Extract provided>
'''

Despite the operational issues and reputational damage that comes with the negative press and YouTube videos, I reckon they will have made an absolute killing from Alton After Dark, and will be desperate to keep them.
 
Well that's the thing, market it as a limited line up and only open the weekend days. Water rides, Walliams, Beebies, Mutiny Bay even all closed and just have the coasters plus Toxicator, with maybe RMT, Hex and Curse thrown in to add some indoor stuff to do and some capacity.

They'd never limit capacity and would make a mess with horrific queues though. Cannot be trusted to do things right.
 
I just can’t help but feel a couple of queue eating monsters. A POTC/Poseidon sized boat ride, an Omnimover or ETF style dark ride is really needed to prop up the parks overall capacity.

And in the first example have a ride system at least with far less maintenance asks, which could be easier used all year.

'''

Entries supplied>
'''

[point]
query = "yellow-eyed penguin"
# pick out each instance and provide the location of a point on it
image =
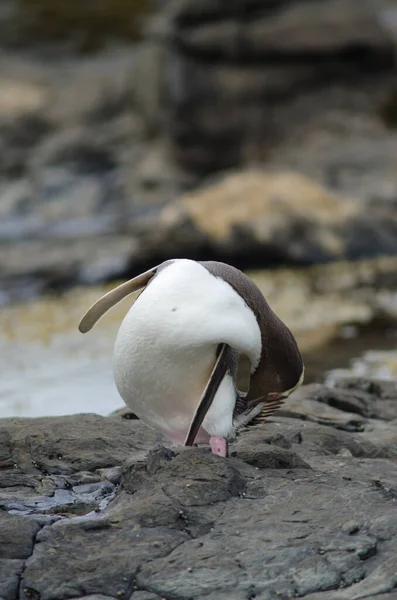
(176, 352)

'''
'''

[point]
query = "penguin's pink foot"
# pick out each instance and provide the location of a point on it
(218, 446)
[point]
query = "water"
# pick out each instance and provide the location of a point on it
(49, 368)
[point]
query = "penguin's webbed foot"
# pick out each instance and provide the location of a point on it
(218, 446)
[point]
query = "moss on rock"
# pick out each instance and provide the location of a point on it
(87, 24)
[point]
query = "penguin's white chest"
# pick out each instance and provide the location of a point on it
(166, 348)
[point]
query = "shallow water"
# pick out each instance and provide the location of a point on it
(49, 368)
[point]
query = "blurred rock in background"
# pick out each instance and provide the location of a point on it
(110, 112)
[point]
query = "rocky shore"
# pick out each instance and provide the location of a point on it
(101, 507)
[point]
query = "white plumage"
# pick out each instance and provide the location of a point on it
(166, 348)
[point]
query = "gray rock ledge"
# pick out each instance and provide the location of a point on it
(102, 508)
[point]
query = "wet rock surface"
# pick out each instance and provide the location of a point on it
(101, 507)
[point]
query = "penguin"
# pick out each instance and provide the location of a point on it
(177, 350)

'''

Task list>
**1.** Extract from the forum discussion the passage starting with "I just can’t" and going on through "parks overall capacity.".
**2.** Answer the following from the forum discussion:
(a) From what does the first writer believe the park will have made an absolute killing?
(b) Which three attractions are suggested for inclusion alongside the coasters and Toxicator?
(c) Which existing rides are named to indicate the size of boat ride proposed?
**3.** According to the forum discussion, why would RMT, Hex and Curse be included in the proposed limited line-up?

Numbered answers>
**1.**
I just can’t help but feel a couple of queue eating monsters. A POTC/Poseidon sized boat ride, an Omnimover or ETF style dark ride is really needed to prop up the parks overall capacity.

**2.**
(a) Alton After Dark.
(b) RMT, Hex and Curse.
(c) POTC and Poseidon.

**3.** They would add some indoor things to do and some extra capacity alongside the coasters and Toxicator.